This blog post will show how Quartz.NET version 1.0.3 can be extended to handle jobs that when they fails, are retried in the future a configurable number of times with a paus between attempts.
Quartz already has a feature to retry jobs immediatly. The only exception that a job is allowed to throw is JobExecutionException. If the refireImmediately flag is set on the exception it will be executed again by the scheduler on the same JobExecutionContext. My First idea was to take advantage of this and implement an abstract base class i.e RetryableJobBase that handles the retry logic by throwing a JobExecutionExeption with refireImmediatly flag set to true.
This would work, but wouldnt in an easy manner allow for a wait time between retries other than a call to Thread.Sleep. This will block the current thread, which is a threadpool thread, from executing other jobs. Neither didn't I like the idea of using a base class for this functionality due to the fact that .NET classes only can derive from one class. If another feature also would be implemented with base classes, for example workflow handling like the quartz FAQ suggests, it would not be possible to combine these two behaviours.
So I had to rethink my design a bit. Quartz.NET offers extendability, it uses interfaces for most classes. It is possible to plug in JobListener, TriggerListener and SchedulerListener. A listener can be registered with the scheduler and its methods are then called by the scheduler at appropriate time. IJobListener contains the following members:
void JobToBeExecuted(JobExecutionContext context);
void JobWasExecuted(JobExecutionContext context, JobExecutionException jobException);
As the methodnames explain, JobToBeExecuted is called before a job is executed and JobWasExecuted after a job is executed. If the job fails (throws exception) the jobException argument will be set.

Records provided -
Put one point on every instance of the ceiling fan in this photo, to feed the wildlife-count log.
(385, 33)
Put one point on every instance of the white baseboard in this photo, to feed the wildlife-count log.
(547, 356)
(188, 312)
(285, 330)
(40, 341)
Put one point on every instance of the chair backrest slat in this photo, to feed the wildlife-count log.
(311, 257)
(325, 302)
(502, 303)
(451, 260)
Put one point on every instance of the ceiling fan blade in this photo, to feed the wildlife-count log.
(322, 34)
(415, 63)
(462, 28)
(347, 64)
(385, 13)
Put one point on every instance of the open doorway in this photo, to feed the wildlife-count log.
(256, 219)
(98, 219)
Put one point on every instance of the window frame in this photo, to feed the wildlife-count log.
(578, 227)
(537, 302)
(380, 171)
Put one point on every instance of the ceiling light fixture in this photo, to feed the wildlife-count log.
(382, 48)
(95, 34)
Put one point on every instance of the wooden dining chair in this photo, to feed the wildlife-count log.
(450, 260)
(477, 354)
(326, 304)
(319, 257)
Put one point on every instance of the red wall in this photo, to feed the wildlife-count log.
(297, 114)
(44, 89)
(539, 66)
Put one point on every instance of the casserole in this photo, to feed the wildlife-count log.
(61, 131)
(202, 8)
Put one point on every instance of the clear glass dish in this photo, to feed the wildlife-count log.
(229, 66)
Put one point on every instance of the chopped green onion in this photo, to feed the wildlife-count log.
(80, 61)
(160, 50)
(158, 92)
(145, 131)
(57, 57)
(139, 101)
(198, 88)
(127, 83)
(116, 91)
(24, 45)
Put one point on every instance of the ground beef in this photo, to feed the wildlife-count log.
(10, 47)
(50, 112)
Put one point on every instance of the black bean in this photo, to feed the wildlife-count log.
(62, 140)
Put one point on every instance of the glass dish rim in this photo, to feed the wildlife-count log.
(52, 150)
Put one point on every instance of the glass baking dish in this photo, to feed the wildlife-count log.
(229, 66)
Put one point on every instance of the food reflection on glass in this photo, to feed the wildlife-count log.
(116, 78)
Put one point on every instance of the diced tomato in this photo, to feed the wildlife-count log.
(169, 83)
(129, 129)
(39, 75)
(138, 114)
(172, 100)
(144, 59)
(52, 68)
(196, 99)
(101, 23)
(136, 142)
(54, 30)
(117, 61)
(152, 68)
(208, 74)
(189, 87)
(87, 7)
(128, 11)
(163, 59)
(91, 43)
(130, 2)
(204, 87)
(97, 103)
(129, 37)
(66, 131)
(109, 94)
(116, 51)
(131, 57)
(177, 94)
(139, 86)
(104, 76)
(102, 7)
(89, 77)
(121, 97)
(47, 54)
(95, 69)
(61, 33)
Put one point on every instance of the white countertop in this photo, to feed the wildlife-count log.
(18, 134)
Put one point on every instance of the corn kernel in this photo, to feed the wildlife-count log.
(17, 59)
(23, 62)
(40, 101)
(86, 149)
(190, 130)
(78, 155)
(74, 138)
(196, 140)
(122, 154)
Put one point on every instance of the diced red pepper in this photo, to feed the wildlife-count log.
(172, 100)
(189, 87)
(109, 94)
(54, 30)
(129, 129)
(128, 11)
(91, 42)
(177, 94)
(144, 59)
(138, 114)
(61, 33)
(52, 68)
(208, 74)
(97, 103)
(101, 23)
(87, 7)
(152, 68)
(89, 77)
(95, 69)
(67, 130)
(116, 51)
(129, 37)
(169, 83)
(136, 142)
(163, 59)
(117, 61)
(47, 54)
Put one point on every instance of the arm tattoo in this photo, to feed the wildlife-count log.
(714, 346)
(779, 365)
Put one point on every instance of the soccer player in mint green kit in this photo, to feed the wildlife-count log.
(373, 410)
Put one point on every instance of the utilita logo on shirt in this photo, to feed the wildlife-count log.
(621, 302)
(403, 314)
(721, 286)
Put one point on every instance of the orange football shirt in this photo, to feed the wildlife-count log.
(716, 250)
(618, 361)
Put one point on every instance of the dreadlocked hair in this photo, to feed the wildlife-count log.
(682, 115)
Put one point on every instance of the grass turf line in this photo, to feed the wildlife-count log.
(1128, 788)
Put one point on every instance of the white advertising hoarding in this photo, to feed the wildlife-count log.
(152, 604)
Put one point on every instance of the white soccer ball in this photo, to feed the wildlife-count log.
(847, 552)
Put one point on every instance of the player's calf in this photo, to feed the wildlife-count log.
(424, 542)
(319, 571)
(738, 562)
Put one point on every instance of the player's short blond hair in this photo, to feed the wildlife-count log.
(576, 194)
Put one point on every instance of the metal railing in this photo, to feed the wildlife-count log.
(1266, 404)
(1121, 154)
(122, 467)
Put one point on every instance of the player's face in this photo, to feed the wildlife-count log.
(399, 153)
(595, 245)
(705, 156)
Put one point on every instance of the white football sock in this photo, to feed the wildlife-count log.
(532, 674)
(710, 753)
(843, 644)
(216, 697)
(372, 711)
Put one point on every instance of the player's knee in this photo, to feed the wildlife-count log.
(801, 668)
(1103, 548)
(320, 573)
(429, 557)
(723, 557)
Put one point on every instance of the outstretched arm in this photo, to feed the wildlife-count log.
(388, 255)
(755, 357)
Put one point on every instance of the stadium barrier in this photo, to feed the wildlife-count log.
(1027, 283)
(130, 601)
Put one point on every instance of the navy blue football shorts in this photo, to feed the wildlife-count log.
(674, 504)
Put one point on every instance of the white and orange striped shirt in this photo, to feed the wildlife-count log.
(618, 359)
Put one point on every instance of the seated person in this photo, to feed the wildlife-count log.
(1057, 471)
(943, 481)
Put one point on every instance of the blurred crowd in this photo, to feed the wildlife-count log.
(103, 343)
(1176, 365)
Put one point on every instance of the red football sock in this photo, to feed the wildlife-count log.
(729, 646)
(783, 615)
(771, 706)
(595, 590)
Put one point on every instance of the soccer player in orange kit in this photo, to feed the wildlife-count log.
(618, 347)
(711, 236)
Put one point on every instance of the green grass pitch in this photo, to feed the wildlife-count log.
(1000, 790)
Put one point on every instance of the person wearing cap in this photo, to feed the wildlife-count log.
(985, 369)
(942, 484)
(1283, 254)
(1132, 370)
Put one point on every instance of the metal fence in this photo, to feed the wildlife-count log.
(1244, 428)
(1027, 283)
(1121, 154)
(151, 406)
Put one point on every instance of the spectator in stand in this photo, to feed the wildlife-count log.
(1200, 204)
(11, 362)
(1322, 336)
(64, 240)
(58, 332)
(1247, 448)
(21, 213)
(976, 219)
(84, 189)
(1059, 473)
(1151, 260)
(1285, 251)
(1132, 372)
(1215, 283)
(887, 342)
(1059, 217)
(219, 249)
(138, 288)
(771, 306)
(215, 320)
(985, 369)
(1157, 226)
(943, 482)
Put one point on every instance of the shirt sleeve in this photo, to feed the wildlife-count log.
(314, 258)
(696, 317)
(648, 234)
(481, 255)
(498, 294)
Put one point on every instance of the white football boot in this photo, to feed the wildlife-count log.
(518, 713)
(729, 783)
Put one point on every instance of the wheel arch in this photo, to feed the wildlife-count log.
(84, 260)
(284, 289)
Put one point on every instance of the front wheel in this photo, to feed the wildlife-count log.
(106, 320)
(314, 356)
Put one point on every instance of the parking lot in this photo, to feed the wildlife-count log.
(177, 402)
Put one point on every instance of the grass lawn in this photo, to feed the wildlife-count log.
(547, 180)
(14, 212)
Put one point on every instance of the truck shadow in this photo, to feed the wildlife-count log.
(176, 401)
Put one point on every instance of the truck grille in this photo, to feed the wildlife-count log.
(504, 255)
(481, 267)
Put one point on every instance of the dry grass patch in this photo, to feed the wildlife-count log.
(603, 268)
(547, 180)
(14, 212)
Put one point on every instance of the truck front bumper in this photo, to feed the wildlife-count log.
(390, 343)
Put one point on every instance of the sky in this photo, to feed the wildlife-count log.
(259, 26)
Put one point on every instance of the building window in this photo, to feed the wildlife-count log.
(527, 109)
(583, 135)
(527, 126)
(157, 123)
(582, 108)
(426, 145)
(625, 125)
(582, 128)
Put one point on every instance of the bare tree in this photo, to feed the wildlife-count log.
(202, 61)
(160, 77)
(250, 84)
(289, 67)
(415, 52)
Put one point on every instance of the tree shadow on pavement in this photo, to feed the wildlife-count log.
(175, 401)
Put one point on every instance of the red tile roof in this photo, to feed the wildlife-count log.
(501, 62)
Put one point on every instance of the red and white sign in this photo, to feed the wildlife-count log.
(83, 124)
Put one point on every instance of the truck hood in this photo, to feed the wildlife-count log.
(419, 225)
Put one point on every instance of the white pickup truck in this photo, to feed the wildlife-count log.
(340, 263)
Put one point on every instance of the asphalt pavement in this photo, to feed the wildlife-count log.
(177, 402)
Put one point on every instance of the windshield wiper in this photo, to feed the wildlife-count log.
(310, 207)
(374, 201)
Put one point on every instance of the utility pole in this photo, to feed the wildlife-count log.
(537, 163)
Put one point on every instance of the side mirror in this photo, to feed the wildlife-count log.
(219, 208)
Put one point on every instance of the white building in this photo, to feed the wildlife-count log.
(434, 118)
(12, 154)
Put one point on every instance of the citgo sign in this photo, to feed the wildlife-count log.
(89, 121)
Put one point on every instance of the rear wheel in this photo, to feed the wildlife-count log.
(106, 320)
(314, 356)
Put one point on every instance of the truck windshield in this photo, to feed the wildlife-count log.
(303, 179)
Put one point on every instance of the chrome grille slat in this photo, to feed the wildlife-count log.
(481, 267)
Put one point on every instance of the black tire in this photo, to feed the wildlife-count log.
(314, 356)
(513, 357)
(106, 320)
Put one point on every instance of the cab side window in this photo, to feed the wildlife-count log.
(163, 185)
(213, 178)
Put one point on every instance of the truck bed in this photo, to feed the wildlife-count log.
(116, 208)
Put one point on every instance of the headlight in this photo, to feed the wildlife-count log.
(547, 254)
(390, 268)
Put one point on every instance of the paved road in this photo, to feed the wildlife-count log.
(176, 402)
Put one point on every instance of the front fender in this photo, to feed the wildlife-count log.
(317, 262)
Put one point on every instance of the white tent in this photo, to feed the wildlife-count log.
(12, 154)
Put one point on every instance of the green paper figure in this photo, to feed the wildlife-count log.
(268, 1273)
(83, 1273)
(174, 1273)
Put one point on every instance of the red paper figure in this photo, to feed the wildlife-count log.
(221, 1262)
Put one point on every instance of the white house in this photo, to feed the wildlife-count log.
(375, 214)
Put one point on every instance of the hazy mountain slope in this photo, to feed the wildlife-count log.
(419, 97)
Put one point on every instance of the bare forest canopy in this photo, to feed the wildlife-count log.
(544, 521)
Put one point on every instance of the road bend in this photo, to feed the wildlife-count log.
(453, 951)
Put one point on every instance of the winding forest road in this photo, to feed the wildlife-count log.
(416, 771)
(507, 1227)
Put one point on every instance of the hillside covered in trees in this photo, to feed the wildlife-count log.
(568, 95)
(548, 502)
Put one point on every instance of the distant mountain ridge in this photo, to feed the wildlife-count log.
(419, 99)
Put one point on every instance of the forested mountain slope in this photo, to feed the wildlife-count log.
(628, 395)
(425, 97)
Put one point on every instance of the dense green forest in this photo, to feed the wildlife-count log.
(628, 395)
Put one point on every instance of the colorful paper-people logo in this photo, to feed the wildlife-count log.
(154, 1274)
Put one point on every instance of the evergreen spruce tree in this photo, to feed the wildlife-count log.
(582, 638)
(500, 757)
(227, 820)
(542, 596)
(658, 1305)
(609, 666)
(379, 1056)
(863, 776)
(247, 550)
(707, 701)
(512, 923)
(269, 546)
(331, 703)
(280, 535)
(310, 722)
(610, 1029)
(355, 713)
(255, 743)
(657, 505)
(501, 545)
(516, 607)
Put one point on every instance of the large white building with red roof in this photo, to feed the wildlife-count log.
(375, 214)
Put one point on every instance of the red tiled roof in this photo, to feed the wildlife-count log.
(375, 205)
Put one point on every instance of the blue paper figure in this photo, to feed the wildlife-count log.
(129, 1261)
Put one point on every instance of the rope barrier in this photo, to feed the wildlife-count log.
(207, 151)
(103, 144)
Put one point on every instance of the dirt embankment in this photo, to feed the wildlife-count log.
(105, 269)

What this exercise asks -
- A) Repeat the part of the Quartz.NET blog post that begins at the words "This blog post" and stops after "set to true.", with no changes.
- B) Pick up the Quartz.NET blog post after its last sentence and continue writing it.

Written responses -
- A)
This blog post will show how Quartz.NET version 1.0.3 can be extended to handle jobs that when they fails, are retried in the future a configurable number of times with a paus between attempts.
Quartz already has a feature to retry jobs immediatly. The only exception that a job is allowed to throw is JobExecutionException. If the refireImmediately flag is set on the exception it will be executed again by the scheduler on the same JobExecutionContext. My First idea was to take advantage of this and implement an abstract base class i.e RetryableJobBase that handles the retry logic by throwing a JobExecutionExeption with refireImmediatly flag set to true.

- B)
This could be utilized for the retry logic. JobToBeExecuted must increase a try number counter that is saved per job. JobWasExecuted must reschedule the job if the job failed and the counter has not reached max retries. Scheduling the retry job with the scheduler instead of using Thread.Sleep will prevent the current thread from blocking. The thread can then perform other jobs until it's time to execute the retry. Only the next try will be scheduled, its impossible to know beforehand which try will success or fail.
The hard part in this is where to store the try number counter. My first thought was to store them in a dictionary but that would require some kind of unique key per job. The solution would work, but would require some extra work.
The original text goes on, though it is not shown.